── The records

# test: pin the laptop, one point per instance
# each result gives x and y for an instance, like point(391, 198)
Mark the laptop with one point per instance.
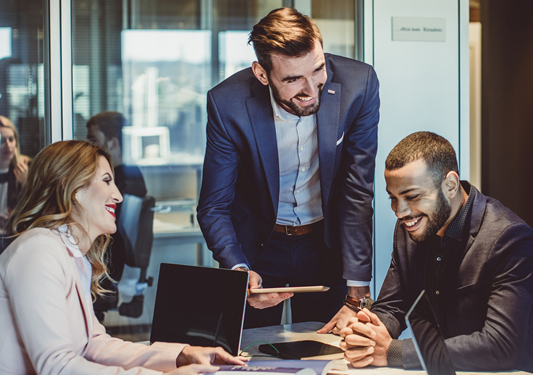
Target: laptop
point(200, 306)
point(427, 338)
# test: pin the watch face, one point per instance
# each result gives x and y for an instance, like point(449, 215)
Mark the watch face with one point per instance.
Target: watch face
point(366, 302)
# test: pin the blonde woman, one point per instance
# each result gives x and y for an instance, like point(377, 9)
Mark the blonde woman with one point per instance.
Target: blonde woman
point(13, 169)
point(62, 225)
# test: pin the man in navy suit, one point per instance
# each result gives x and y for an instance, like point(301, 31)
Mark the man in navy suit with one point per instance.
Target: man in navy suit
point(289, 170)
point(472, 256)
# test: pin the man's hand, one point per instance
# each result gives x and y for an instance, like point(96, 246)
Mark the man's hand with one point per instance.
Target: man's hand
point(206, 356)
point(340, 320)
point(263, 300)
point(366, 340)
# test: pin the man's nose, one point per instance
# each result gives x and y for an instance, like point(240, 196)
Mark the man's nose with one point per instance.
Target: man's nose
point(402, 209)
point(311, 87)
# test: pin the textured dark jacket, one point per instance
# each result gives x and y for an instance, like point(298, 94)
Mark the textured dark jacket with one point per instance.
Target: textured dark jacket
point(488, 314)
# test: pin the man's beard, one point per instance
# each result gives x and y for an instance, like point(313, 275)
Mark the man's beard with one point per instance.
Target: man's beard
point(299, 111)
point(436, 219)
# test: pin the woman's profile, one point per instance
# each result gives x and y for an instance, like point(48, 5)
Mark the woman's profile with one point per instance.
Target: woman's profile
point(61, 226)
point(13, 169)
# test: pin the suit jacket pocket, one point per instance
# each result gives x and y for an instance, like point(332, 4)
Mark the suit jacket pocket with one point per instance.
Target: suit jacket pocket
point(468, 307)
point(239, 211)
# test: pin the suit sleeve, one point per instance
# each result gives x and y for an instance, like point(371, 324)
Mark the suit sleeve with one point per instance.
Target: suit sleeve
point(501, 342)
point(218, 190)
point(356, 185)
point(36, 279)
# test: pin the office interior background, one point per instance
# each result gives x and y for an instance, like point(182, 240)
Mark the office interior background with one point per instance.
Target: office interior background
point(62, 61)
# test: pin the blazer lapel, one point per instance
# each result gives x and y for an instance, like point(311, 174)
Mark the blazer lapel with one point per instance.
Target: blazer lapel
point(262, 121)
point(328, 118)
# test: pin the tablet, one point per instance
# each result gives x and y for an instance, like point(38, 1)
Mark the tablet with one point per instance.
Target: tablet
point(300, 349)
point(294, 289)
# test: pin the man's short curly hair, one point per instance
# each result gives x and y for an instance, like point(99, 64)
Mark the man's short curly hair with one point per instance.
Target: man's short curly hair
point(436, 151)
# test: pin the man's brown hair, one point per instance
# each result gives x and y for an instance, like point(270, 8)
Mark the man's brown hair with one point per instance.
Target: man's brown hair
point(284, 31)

────
── The records

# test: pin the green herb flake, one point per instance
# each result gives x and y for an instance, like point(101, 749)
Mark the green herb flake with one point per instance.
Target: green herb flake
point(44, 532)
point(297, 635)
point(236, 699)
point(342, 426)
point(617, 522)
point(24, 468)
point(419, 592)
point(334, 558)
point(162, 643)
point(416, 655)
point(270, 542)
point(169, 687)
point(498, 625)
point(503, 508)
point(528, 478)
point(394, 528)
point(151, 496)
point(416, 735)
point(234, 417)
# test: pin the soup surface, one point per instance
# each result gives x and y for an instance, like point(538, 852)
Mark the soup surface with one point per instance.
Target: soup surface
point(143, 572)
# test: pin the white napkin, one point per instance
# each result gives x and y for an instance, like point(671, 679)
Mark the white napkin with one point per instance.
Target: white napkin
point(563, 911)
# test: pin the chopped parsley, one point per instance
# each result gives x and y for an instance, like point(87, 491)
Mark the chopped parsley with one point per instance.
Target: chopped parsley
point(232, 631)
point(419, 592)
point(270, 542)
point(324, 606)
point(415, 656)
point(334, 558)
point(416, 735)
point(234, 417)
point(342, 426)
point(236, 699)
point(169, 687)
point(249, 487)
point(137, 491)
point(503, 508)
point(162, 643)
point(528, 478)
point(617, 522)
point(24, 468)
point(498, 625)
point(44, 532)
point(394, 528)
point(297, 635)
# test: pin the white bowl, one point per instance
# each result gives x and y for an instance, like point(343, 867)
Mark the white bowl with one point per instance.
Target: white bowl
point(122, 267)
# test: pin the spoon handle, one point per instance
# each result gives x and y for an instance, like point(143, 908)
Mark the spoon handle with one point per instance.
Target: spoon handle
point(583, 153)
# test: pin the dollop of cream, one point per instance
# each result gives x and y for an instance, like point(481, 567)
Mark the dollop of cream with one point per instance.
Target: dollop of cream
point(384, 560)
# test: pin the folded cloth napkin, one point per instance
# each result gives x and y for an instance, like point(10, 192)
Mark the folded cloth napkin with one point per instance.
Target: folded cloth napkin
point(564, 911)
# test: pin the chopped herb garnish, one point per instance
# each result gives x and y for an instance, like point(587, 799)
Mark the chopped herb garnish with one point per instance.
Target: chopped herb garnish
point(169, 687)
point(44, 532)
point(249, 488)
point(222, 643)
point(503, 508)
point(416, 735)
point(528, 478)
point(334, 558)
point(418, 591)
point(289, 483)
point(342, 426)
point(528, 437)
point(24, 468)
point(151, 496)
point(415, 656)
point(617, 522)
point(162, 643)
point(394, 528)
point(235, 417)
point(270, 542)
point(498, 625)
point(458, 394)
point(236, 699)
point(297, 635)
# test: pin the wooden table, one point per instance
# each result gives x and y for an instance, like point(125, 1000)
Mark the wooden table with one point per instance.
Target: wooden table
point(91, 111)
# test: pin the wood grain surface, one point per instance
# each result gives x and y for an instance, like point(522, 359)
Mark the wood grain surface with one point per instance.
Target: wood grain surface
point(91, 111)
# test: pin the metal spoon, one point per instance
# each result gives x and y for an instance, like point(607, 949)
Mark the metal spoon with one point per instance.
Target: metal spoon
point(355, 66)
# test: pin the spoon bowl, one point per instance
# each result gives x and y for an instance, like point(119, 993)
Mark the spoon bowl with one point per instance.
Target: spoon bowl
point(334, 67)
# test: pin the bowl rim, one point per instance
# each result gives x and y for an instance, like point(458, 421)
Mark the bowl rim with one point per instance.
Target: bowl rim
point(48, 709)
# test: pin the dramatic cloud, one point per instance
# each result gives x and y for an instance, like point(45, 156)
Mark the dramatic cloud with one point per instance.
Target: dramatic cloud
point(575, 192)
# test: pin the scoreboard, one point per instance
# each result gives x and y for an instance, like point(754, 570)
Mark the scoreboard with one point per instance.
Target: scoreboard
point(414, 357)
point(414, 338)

────

• _What the task asks_
Put everything in the data above, from the line containing "# test: pin the laptop, one" down to the line containing "point(366, 340)", into a JSON list of strings with one string per line, skipping blank lines. Leave the pictures out.

• _Task output_
[
  "# test: pin the laptop, one point per instance",
  "# each result gives x and y for an instance, like point(391, 198)",
  "Mark the laptop with one point per instance.",
  "Target: laptop",
  "point(200, 306)",
  "point(427, 338)",
  "# test: pin the watch face, one point per instance",
  "# each result gives x and y for an instance, like point(449, 215)",
  "Mark the watch face with one point per instance.",
  "Target: watch face",
  "point(366, 302)",
  "# test: pin the blonde woman, one point per instance",
  "# each result gives x and y for an instance, like point(377, 9)",
  "Mark the blonde woman with one point per instance.",
  "Target: blonde woman",
  "point(13, 169)",
  "point(62, 225)",
  "# test: pin the man in navy suit, one point per instance",
  "# each result gives x and y for an instance, like point(301, 31)",
  "Mark the man in navy suit with one point per instance.",
  "Target: man in navy suit",
  "point(289, 170)",
  "point(472, 256)",
  "# test: pin the man's hand, one point per instance",
  "# each result gives x and y for an instance, like point(96, 246)",
  "Mark the man's hand with one point per instance.",
  "Target: man's hand",
  "point(206, 356)",
  "point(340, 320)",
  "point(263, 300)",
  "point(366, 340)"
]